— Begin TASK DATA —

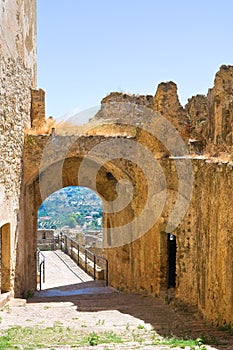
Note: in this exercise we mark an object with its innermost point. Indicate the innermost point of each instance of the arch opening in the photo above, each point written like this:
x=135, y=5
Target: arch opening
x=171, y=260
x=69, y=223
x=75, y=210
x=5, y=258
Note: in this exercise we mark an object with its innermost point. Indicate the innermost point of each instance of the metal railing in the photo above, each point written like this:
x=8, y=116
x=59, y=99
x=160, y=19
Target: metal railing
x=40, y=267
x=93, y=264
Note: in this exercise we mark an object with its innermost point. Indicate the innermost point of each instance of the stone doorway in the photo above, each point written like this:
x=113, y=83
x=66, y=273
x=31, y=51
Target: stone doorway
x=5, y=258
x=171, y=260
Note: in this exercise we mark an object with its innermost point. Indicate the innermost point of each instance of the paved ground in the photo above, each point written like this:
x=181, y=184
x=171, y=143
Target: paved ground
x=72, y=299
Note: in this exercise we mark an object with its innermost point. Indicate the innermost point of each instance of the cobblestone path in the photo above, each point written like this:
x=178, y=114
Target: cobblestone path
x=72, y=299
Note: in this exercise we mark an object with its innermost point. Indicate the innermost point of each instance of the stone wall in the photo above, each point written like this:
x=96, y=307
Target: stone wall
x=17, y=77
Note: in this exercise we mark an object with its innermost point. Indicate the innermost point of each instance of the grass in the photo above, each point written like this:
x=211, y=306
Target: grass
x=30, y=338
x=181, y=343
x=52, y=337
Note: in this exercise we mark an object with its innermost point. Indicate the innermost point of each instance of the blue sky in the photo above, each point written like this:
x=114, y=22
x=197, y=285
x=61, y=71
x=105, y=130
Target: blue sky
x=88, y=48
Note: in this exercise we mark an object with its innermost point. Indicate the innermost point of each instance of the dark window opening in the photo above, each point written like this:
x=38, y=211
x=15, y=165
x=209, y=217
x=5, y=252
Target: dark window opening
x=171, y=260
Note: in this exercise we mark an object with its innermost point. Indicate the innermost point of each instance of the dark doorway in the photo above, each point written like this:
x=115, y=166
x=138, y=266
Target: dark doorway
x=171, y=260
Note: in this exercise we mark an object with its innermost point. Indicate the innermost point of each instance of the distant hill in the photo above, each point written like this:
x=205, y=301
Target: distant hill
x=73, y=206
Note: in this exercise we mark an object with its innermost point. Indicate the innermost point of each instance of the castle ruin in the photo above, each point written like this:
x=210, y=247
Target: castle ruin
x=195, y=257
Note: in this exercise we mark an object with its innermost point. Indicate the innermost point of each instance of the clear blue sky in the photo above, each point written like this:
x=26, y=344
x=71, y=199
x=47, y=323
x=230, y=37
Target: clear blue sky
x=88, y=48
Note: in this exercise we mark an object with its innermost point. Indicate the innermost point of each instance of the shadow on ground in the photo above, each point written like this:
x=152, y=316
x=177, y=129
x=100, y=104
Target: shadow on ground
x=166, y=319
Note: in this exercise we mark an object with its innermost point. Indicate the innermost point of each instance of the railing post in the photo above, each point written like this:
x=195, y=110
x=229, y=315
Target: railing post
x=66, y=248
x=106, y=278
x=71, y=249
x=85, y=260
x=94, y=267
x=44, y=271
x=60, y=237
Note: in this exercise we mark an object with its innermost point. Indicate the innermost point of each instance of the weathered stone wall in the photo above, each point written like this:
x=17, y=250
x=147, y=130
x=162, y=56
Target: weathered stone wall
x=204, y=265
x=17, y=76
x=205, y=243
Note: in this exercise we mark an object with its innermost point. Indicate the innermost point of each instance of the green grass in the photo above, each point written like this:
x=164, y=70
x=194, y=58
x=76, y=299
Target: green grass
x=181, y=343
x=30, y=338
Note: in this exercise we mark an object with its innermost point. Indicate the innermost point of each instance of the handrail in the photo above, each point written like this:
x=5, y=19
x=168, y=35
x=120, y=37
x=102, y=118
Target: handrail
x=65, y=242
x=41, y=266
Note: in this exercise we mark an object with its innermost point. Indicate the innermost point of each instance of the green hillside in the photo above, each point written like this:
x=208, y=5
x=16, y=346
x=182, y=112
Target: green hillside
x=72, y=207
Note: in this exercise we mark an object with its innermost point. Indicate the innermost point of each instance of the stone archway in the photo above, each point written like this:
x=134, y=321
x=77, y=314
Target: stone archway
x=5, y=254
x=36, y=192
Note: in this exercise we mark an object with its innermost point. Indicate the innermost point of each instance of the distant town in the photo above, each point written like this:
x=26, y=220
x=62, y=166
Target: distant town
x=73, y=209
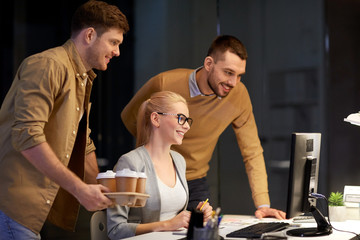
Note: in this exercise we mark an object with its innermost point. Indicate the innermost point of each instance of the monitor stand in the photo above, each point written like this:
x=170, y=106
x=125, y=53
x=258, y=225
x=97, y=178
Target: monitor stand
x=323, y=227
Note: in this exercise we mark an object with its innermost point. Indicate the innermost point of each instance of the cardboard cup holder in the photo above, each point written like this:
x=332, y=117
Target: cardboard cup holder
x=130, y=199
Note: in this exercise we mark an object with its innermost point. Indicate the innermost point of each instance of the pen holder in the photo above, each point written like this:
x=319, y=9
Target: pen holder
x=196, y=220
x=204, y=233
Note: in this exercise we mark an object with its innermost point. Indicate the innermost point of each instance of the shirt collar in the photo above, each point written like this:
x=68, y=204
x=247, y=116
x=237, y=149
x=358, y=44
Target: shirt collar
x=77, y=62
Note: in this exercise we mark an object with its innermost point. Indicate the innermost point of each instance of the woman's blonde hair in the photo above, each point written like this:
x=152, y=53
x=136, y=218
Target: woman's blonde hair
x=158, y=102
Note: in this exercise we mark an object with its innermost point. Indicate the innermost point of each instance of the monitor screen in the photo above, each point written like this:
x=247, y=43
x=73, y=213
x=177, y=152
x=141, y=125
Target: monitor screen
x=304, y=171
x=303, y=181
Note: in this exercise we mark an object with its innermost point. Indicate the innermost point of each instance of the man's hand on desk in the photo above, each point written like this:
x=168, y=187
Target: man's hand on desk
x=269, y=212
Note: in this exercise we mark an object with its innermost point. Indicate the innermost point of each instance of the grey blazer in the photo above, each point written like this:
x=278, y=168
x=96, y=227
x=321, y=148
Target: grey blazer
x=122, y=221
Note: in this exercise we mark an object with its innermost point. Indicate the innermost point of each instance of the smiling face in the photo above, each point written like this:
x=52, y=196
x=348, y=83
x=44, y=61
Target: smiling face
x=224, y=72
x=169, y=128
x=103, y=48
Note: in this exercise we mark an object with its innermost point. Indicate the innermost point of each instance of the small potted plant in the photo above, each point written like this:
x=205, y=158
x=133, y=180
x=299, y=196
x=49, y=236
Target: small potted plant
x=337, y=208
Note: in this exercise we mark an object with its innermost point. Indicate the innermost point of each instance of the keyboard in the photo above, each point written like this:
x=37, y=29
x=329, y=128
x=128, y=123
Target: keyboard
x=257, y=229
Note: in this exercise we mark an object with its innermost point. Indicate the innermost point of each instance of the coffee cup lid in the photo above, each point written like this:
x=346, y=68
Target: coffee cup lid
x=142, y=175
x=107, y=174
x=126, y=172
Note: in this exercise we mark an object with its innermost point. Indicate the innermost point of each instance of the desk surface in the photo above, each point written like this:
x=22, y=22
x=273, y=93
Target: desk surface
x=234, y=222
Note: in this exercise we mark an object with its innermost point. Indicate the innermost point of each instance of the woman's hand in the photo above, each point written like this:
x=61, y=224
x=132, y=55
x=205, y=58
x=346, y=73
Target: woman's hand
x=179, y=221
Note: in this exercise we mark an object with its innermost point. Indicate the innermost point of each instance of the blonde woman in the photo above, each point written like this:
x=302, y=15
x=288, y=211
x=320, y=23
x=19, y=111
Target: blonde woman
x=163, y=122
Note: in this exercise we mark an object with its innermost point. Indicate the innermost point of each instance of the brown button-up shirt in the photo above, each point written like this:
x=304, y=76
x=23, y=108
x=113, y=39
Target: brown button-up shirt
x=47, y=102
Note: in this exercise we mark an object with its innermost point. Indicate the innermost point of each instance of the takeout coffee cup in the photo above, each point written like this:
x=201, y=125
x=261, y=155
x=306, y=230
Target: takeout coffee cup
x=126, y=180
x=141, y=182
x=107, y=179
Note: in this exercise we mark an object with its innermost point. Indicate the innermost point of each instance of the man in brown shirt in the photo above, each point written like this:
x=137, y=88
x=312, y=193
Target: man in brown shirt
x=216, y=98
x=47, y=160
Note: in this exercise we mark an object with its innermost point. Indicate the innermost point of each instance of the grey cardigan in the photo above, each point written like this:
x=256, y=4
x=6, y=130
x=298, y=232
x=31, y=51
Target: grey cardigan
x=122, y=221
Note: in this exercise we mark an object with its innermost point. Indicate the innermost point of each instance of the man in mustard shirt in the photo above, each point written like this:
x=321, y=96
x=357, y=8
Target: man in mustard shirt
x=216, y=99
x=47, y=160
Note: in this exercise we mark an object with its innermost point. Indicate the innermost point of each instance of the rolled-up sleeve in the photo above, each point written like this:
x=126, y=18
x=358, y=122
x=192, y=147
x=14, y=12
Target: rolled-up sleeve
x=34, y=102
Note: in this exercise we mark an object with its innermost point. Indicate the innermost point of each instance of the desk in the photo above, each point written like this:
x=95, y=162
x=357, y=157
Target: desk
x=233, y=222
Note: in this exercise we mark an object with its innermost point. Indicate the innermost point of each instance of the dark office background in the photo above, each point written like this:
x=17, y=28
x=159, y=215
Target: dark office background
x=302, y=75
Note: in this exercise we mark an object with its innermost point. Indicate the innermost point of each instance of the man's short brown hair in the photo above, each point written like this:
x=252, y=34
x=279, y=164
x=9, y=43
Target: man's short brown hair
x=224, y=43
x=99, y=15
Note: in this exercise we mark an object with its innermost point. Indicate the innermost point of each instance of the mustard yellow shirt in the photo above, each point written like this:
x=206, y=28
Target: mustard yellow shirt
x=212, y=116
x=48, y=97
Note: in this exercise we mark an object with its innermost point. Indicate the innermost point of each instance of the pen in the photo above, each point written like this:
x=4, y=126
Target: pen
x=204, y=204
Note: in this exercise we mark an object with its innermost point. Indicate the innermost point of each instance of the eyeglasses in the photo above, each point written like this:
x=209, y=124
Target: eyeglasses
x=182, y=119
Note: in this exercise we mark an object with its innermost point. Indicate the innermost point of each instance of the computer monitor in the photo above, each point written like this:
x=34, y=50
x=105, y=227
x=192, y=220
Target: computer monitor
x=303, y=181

— End TASK DATA —
— Begin TASK DATA —

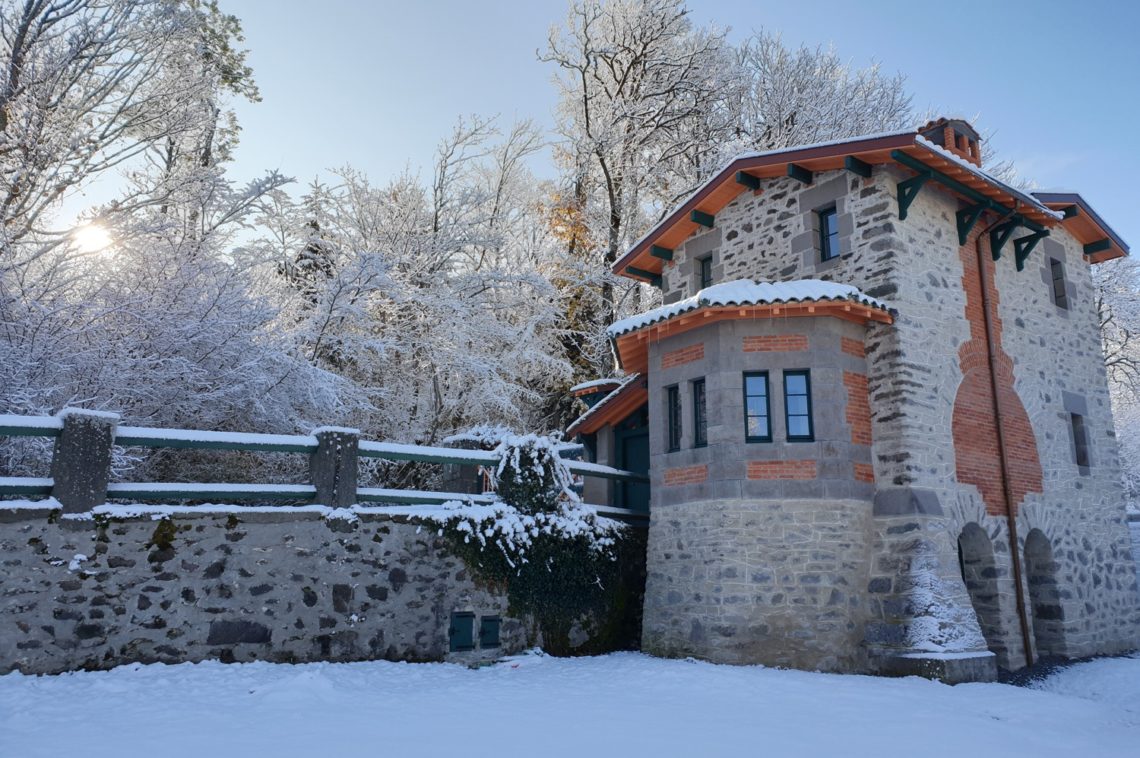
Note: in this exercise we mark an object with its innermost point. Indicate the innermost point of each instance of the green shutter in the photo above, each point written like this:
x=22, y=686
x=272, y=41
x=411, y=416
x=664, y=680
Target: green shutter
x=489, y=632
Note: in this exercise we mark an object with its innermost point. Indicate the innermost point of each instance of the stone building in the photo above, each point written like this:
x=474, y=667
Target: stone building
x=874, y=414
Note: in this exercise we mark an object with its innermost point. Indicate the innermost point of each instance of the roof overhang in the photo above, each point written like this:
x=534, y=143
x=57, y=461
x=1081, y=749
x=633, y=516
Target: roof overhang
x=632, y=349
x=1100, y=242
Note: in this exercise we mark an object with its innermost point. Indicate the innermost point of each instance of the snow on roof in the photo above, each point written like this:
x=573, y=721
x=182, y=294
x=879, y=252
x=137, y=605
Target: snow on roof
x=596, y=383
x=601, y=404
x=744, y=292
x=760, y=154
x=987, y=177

— End TASK DATA —

- **REQUIRED WORK**
Please quote, word for word, the stretch of lines from the one containing "of the smiling" through the one containing "x=103, y=48", including both of those lines.

- **COMPLETED TASK**
Note: in this exercise we mark an object with its innermost point. Indicate the innermost point of each instance of the smiling face in the photo above, each point written like this:
x=52, y=196
x=348, y=83
x=44, y=61
Target: smiling face
x=224, y=72
x=169, y=128
x=103, y=48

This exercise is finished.